▸ WHAT IS REQUIRED:
Please repeat the lines of the listing below word for word, beginning at the line that contains "One point belongs to each instance of the shirtless" and continuing through the final line of the listing.

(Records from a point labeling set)
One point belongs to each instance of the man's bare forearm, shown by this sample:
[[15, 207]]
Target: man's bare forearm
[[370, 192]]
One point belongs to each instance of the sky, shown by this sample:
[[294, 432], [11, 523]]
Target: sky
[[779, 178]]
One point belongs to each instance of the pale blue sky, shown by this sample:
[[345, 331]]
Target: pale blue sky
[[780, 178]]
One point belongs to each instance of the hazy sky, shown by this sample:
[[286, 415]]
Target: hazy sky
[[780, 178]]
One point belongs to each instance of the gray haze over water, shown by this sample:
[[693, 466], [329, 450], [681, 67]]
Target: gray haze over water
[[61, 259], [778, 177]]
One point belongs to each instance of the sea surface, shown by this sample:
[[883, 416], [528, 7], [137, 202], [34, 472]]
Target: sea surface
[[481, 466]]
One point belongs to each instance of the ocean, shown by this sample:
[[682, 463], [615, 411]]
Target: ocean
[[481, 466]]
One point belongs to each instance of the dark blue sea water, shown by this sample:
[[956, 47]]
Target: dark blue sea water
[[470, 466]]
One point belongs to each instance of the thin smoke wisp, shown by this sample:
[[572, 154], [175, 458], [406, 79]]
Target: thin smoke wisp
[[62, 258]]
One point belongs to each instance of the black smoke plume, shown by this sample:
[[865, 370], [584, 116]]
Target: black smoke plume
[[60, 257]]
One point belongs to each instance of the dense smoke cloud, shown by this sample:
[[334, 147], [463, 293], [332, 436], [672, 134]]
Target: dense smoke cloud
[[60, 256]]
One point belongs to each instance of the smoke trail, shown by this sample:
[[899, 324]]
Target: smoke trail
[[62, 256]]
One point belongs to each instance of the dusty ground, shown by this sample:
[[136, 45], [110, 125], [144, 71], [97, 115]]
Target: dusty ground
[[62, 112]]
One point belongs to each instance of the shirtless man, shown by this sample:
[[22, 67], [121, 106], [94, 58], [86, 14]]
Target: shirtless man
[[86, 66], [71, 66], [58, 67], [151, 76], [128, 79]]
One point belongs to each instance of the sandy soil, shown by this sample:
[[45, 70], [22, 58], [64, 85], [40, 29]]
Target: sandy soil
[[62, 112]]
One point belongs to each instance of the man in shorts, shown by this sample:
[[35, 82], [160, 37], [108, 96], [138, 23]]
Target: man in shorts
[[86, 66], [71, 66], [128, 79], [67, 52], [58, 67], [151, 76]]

▸ EXERCISE RESPONSE:
One point belongs to each instance of the shirtless man, shown by this sample:
[[22, 67], [121, 106], [94, 58], [86, 14]]
Target: shirtless man
[[86, 66], [71, 66], [58, 67], [151, 76], [128, 79]]
One point belongs to each instance of the sandy soil, shown by this sample:
[[45, 70], [22, 58], [64, 85], [40, 29]]
Target: sandy soil
[[62, 112]]
One point belongs to each instance of the man in shorts, shown by this sample:
[[35, 82], [160, 37], [108, 96], [138, 23]]
Target: man in shorts
[[86, 66], [71, 66], [128, 79], [67, 52], [58, 67], [151, 76]]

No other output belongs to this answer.